§ **SET PROBLEM**: Exactly repeat the line that contains "Could you please indicate the window", then every line after it up to and including the final line.

(Pointing records)
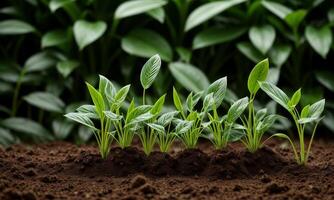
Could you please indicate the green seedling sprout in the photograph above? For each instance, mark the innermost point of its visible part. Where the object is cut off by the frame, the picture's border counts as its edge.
(257, 123)
(309, 114)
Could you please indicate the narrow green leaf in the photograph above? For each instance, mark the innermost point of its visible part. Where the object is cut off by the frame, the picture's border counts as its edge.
(217, 35)
(276, 94)
(207, 11)
(15, 27)
(150, 71)
(258, 73)
(189, 76)
(135, 7)
(86, 32)
(145, 43)
(320, 38)
(45, 101)
(262, 37)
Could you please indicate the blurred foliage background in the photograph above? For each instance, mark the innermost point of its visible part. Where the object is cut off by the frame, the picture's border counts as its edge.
(48, 48)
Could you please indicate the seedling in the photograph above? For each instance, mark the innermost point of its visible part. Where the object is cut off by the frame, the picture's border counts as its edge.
(309, 114)
(258, 122)
(147, 76)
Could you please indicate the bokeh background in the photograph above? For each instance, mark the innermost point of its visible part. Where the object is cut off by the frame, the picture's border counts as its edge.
(48, 48)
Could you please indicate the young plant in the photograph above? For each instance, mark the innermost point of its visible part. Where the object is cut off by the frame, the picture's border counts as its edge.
(148, 74)
(257, 123)
(309, 114)
(221, 128)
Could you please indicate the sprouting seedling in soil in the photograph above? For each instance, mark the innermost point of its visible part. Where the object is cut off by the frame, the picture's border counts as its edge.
(102, 102)
(221, 128)
(309, 114)
(148, 74)
(257, 123)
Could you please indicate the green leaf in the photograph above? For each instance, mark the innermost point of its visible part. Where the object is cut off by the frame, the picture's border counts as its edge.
(262, 37)
(39, 62)
(81, 118)
(177, 101)
(54, 38)
(66, 67)
(207, 11)
(320, 38)
(45, 101)
(145, 43)
(86, 32)
(295, 18)
(158, 14)
(56, 4)
(15, 27)
(189, 76)
(276, 94)
(158, 106)
(150, 71)
(97, 100)
(278, 9)
(135, 7)
(295, 99)
(217, 35)
(247, 49)
(237, 109)
(218, 88)
(279, 54)
(26, 126)
(62, 128)
(156, 127)
(258, 73)
(326, 78)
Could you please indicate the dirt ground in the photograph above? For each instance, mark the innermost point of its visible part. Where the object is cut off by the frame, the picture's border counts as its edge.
(64, 171)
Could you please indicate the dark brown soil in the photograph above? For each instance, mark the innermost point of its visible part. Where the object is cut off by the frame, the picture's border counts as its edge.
(64, 171)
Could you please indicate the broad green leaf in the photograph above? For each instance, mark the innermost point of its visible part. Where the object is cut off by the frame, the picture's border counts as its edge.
(207, 11)
(326, 78)
(166, 118)
(56, 4)
(156, 127)
(217, 35)
(177, 101)
(258, 73)
(145, 43)
(81, 118)
(320, 38)
(135, 7)
(66, 67)
(218, 88)
(54, 38)
(45, 101)
(158, 105)
(158, 14)
(15, 27)
(276, 94)
(86, 32)
(150, 71)
(247, 49)
(97, 99)
(295, 99)
(237, 109)
(26, 126)
(262, 37)
(189, 76)
(279, 54)
(112, 116)
(39, 62)
(295, 18)
(278, 9)
(62, 128)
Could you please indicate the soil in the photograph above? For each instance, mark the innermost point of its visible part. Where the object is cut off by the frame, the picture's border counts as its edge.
(62, 170)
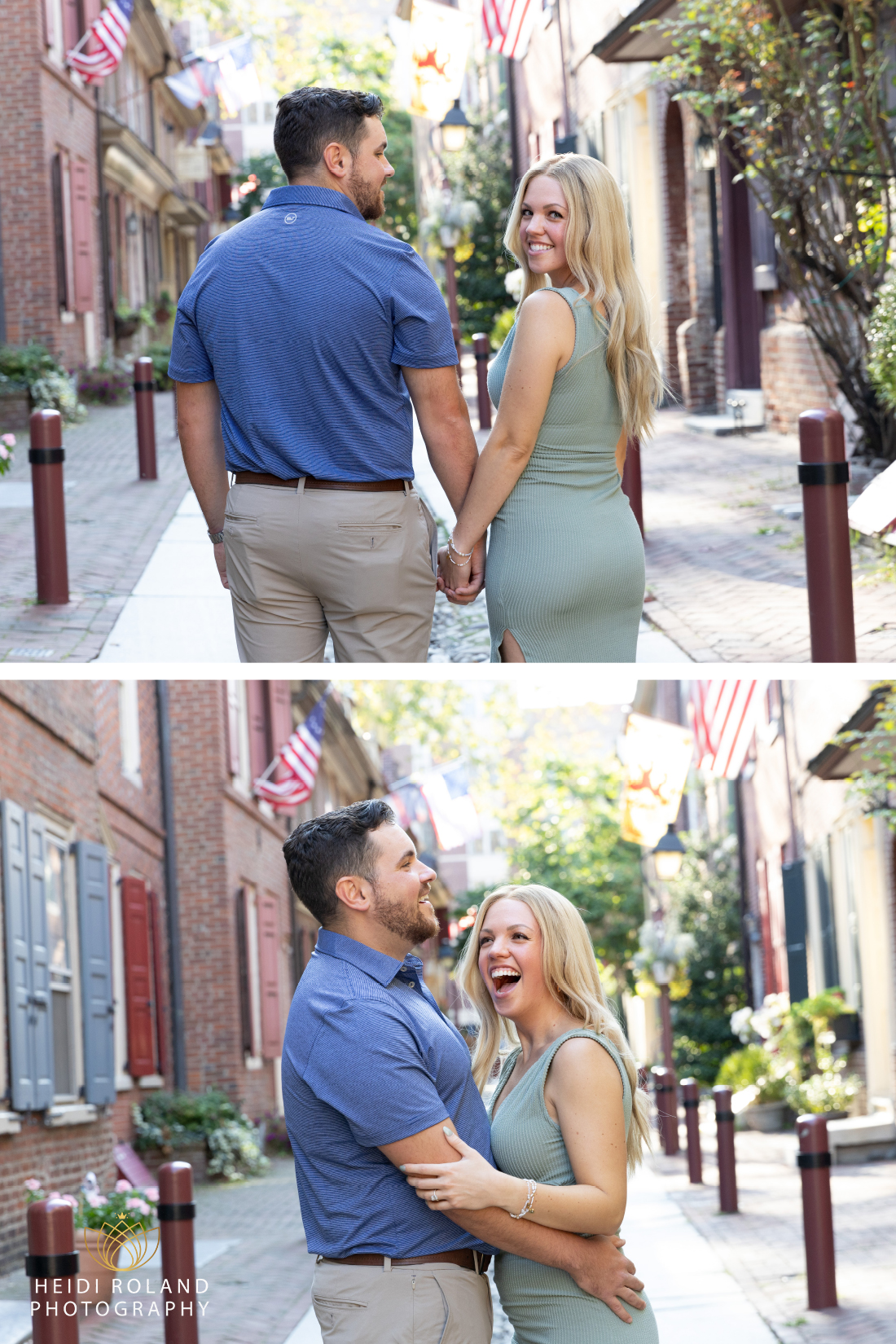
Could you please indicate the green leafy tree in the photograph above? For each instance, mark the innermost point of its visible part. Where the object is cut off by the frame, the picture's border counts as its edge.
(482, 173)
(802, 105)
(563, 823)
(705, 898)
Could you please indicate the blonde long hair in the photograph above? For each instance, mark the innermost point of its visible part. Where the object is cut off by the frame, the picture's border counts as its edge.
(571, 975)
(598, 248)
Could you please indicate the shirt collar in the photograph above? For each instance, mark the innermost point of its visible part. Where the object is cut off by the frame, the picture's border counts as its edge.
(378, 965)
(310, 196)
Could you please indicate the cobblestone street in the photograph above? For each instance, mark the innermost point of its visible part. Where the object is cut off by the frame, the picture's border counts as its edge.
(726, 570)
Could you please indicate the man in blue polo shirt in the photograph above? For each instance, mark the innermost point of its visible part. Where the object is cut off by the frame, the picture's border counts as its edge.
(298, 339)
(372, 1071)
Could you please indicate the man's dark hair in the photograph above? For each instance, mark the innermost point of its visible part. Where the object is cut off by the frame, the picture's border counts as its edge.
(308, 120)
(321, 851)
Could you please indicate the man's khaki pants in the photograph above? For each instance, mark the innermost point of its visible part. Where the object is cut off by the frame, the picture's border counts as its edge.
(356, 564)
(402, 1304)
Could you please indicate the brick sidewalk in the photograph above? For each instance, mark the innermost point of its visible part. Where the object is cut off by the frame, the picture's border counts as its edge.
(726, 573)
(113, 523)
(762, 1246)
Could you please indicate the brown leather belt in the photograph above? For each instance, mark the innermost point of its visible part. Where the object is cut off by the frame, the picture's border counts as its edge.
(314, 484)
(463, 1258)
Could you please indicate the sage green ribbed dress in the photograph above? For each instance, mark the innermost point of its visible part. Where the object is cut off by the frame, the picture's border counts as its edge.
(546, 1305)
(564, 570)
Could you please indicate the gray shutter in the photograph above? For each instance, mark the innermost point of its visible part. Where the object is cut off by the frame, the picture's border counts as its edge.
(95, 973)
(27, 969)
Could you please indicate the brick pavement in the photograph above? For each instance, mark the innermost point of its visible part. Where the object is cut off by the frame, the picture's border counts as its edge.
(763, 1248)
(113, 523)
(726, 574)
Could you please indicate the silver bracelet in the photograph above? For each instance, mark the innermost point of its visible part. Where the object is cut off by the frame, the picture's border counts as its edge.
(461, 556)
(529, 1199)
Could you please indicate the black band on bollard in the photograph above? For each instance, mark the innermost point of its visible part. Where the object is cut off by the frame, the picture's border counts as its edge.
(175, 1213)
(51, 1267)
(824, 473)
(813, 1160)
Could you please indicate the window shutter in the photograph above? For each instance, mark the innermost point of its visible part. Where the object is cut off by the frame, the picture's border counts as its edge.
(279, 710)
(269, 971)
(30, 1017)
(134, 922)
(260, 752)
(81, 235)
(157, 953)
(95, 973)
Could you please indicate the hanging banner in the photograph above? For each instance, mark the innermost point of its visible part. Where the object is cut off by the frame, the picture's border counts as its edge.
(657, 757)
(440, 42)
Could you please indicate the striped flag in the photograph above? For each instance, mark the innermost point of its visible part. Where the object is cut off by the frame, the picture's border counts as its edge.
(111, 38)
(508, 26)
(724, 718)
(298, 761)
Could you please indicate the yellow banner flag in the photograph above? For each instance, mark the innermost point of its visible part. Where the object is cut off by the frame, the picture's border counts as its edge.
(657, 757)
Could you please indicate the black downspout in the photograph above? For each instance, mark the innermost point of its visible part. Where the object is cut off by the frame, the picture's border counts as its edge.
(103, 231)
(172, 902)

§ **ANSWER FOR THE TASK**:
Could you please indicate the window shutter in the photograph above? For each instance, mark the innermost point of its visible part. Where the object is cut off by the frame, the picture's border counts as its edge.
(279, 710)
(269, 971)
(30, 1017)
(134, 922)
(260, 752)
(81, 235)
(157, 953)
(95, 973)
Could you please indicate the hanging banner in the photograph above? For each instance, mark the innermost point of its visible part. Where the object is cut off by the frame, the picture's border counts as its edge.
(657, 757)
(440, 42)
Could you please indicate the striped flag in the photograph above? For each instance, mark the innermost point of its visible part. Where the object is cut off by the frame, the picture's border counts as its edge.
(111, 38)
(508, 26)
(724, 718)
(298, 761)
Could you please indicate the yellow banner flag in the photograph above? For each instance, mark the innermost point of its visible part. Where the object is cut off by the frame, the picture's border counts as its edge.
(657, 757)
Could you please indicate the black downspout in the photograph above? For each instance, mark the innermost point of its visible part. Where the object is cut off by the frame, the picture's border counts as its edge.
(103, 231)
(172, 902)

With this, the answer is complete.